» **Required work**:
Copy out everything from the line containing "Where can the metal" down to the end of the records, swapping "photo" for "image" and leaving everything else the same.
------------------------------------------------------------
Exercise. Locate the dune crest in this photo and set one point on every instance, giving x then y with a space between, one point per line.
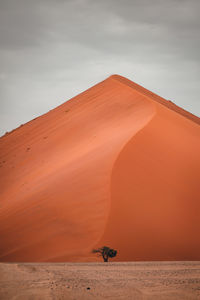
115 165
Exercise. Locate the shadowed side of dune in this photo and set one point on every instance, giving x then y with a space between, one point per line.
155 206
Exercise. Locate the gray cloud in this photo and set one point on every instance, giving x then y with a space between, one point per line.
52 50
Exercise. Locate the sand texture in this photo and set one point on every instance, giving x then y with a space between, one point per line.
85 281
116 165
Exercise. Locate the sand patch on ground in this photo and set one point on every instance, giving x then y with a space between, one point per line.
126 280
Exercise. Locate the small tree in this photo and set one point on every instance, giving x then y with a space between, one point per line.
105 252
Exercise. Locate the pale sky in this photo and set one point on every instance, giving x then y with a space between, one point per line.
51 50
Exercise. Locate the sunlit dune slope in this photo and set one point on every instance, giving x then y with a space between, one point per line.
116 165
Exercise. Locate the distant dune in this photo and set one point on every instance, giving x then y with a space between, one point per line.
116 165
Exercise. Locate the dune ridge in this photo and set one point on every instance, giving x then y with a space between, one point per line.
70 176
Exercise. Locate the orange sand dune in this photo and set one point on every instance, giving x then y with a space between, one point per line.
116 165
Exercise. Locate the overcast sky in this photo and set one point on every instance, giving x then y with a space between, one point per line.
51 50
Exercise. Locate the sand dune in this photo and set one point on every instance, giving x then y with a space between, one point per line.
116 165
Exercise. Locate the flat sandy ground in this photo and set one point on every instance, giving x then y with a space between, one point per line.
126 280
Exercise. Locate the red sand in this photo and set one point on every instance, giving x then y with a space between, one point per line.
117 165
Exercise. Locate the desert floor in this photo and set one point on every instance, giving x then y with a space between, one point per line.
125 280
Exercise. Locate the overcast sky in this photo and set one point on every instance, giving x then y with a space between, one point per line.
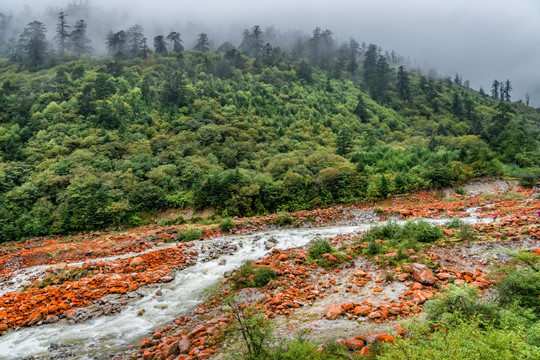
480 39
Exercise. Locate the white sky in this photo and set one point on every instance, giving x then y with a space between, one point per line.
480 39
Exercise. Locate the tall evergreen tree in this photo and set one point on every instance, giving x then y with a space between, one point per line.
79 42
136 41
507 90
202 43
403 83
370 67
160 45
62 35
177 41
495 89
117 43
33 43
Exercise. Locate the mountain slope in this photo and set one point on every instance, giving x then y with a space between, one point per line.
93 143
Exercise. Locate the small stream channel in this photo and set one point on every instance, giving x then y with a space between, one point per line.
99 337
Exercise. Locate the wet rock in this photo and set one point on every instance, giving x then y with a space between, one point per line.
183 346
422 274
355 344
333 312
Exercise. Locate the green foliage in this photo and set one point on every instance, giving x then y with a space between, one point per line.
189 235
464 341
284 218
60 276
521 286
87 148
319 247
460 303
249 276
226 225
415 231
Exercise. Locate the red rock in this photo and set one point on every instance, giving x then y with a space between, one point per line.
183 346
332 258
365 351
402 277
361 310
374 315
422 274
333 312
355 344
376 338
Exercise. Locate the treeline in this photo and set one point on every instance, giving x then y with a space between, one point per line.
103 141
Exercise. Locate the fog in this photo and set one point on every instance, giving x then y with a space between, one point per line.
482 40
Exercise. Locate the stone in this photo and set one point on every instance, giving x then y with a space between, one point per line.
355 344
422 274
333 312
361 310
183 346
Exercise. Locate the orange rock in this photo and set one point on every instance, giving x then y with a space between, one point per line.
355 344
361 310
333 312
422 274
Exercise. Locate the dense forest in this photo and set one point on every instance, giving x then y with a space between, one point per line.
89 141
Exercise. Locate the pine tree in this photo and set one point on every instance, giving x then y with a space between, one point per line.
160 45
79 43
507 89
495 89
62 35
403 83
202 43
33 44
177 41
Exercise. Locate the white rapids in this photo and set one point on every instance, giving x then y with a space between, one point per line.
99 337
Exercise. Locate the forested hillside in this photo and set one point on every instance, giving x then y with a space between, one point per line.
98 141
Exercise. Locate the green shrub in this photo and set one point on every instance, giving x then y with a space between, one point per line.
319 247
522 286
284 218
424 232
460 302
226 225
455 223
373 248
464 341
189 235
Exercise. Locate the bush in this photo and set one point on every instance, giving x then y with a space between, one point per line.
465 341
422 231
373 248
249 276
189 235
319 247
459 303
284 218
226 225
522 286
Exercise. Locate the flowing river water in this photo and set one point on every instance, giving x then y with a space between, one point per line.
99 337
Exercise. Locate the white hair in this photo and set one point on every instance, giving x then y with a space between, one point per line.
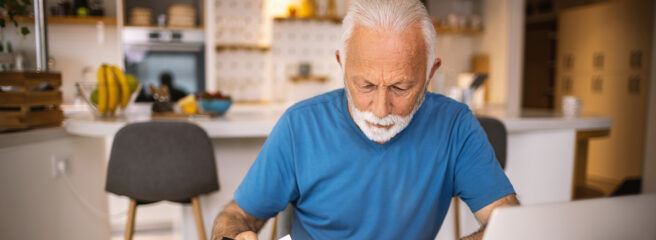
389 15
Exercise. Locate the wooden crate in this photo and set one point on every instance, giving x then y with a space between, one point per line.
23 105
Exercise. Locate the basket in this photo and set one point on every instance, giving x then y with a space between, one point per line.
30 100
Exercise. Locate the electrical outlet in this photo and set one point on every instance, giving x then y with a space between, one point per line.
59 165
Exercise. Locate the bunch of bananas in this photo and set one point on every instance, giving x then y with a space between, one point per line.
114 89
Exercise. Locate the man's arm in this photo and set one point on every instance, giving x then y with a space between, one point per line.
233 222
483 215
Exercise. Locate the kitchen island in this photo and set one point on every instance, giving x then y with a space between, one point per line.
540 160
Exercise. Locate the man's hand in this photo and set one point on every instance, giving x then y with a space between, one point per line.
483 215
233 222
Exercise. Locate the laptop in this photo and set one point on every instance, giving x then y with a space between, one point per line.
629 217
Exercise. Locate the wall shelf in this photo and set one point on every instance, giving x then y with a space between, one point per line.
69 20
155 27
336 20
245 47
457 30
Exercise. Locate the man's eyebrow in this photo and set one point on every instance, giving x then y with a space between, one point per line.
411 82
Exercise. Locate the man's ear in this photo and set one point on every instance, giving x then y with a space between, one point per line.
436 64
339 61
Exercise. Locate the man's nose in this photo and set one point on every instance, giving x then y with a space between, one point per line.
381 105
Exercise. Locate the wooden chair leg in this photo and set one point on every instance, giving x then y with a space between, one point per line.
274 232
199 218
456 214
129 228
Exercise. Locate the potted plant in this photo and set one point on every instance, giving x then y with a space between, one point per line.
9 10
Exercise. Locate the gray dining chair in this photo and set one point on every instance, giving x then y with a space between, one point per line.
496 135
162 161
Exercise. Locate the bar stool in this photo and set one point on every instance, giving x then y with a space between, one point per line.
162 161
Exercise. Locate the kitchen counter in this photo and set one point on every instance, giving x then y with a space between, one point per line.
540 157
239 121
258 120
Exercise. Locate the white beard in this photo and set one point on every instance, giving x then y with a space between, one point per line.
395 123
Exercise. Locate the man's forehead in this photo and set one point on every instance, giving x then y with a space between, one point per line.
409 41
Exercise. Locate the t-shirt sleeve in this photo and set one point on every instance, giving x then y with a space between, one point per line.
479 179
270 183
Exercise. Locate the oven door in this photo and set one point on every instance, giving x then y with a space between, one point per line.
185 62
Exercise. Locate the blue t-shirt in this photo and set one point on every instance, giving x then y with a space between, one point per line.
344 186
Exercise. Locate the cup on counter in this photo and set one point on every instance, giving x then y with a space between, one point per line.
572 106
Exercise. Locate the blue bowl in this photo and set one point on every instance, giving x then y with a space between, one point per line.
216 105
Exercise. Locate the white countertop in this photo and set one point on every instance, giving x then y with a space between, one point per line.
244 121
240 121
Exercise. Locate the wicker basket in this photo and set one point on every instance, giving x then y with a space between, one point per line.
30 99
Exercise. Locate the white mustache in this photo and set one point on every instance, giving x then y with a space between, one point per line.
388 120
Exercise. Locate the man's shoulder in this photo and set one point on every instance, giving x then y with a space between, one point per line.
329 100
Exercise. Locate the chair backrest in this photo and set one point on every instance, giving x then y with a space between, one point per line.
497 135
154 161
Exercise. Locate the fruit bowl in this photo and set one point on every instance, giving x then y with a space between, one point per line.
216 105
86 90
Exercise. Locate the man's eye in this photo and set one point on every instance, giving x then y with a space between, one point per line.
398 88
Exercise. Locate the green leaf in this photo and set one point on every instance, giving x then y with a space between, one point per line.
25 31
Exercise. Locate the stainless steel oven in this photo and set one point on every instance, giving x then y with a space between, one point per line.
152 54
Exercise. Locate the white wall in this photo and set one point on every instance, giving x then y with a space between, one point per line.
649 167
35 205
73 47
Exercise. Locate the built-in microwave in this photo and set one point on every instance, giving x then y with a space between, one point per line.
152 54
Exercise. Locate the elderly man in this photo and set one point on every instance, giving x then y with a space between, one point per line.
379 159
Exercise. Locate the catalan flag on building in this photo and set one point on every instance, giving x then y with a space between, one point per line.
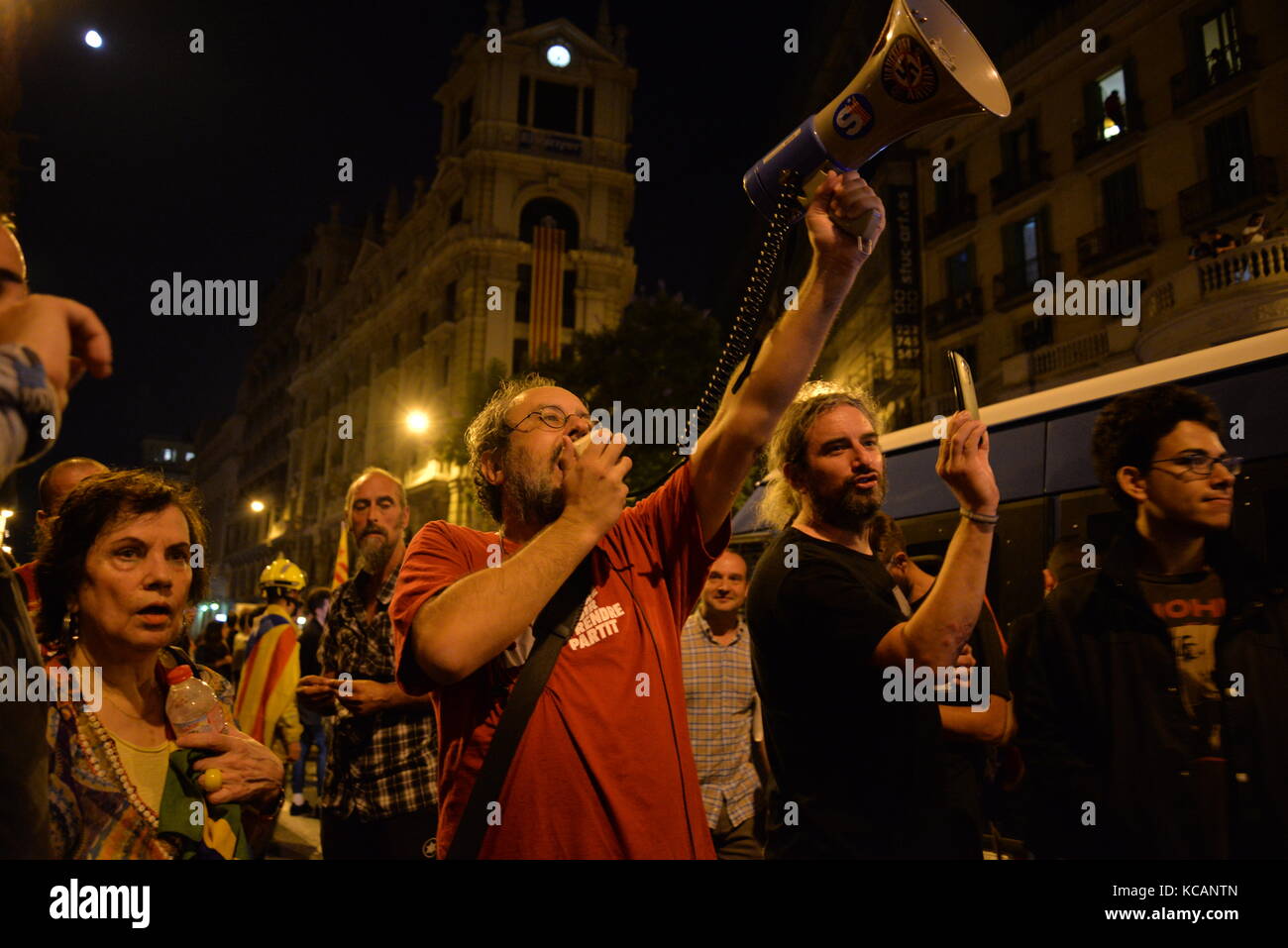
342 559
546 314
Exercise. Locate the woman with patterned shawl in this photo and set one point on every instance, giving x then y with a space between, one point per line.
116 574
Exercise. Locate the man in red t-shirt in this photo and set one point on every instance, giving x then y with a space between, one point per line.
604 768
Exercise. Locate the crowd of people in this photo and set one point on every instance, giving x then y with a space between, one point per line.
548 689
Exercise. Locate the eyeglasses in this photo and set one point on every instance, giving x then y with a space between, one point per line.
554 419
1201 464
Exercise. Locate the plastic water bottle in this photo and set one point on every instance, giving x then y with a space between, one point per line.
191 704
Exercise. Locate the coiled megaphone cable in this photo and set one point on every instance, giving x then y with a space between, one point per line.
742 342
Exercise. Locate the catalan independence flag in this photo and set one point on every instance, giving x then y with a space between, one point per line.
266 694
546 316
342 559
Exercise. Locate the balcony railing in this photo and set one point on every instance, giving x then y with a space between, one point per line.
1220 198
1248 264
1014 181
1016 283
1198 78
1076 353
956 214
956 312
1115 244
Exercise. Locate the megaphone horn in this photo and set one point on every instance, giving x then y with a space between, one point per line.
925 67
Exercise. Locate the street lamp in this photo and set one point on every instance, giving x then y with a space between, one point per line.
417 421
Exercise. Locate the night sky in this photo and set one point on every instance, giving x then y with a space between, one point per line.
219 163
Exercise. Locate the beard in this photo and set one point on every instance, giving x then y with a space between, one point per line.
848 506
373 557
532 496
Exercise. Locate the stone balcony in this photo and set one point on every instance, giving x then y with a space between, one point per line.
1091 353
1241 292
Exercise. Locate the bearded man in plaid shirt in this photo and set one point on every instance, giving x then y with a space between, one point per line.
380 798
724 711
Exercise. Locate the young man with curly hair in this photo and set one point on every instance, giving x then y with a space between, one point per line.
1153 715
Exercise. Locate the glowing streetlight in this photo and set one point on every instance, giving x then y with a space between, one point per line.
417 421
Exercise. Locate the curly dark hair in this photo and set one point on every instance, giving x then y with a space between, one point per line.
1128 429
488 433
97 504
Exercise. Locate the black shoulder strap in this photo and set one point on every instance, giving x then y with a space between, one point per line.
555 622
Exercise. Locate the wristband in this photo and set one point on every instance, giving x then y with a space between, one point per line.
25 386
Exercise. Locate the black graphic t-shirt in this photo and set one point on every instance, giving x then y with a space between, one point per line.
1193 605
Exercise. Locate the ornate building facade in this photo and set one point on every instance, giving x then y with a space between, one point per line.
520 237
1109 159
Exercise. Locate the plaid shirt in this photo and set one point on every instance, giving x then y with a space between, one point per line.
382 764
720 693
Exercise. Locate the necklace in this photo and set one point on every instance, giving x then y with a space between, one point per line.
108 746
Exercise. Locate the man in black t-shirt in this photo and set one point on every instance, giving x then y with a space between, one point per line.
971 737
854 749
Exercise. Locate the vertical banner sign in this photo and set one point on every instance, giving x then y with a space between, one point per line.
546 292
905 275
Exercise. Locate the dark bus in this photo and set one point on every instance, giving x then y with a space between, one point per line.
1041 454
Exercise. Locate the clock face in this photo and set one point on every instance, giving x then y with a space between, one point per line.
558 55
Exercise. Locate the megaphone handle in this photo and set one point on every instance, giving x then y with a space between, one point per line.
863 227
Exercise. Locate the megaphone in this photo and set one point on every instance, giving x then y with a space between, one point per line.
925 67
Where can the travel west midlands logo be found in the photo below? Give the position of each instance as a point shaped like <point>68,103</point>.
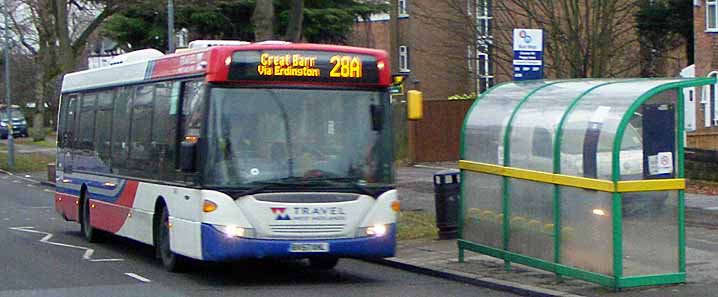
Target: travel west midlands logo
<point>281,213</point>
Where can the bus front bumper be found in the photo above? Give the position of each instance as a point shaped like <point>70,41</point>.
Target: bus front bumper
<point>216,246</point>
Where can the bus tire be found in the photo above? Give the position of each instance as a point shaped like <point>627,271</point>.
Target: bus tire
<point>170,261</point>
<point>90,233</point>
<point>323,263</point>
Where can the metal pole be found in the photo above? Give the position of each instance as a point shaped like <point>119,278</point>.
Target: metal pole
<point>8,98</point>
<point>170,26</point>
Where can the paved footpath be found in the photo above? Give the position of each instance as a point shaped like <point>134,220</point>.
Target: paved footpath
<point>440,257</point>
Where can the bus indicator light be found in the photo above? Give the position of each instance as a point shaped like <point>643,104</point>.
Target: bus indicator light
<point>209,206</point>
<point>396,205</point>
<point>376,230</point>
------------------------------------------------------------
» **Task output**:
Where can the metal pole be found in the image above? Give the position of each instance as a point shaped like <point>119,278</point>.
Target: metal pole
<point>8,98</point>
<point>170,26</point>
Where can the paved footpath be found in the image above? Give the position of each instance as a point shaped like <point>134,220</point>.
Target: paved footpath
<point>440,257</point>
Where can the bus indicator light be found in the image above? Give the position of each instance as a point shaped like <point>643,104</point>.
Target: bus indicator light
<point>209,206</point>
<point>396,205</point>
<point>376,230</point>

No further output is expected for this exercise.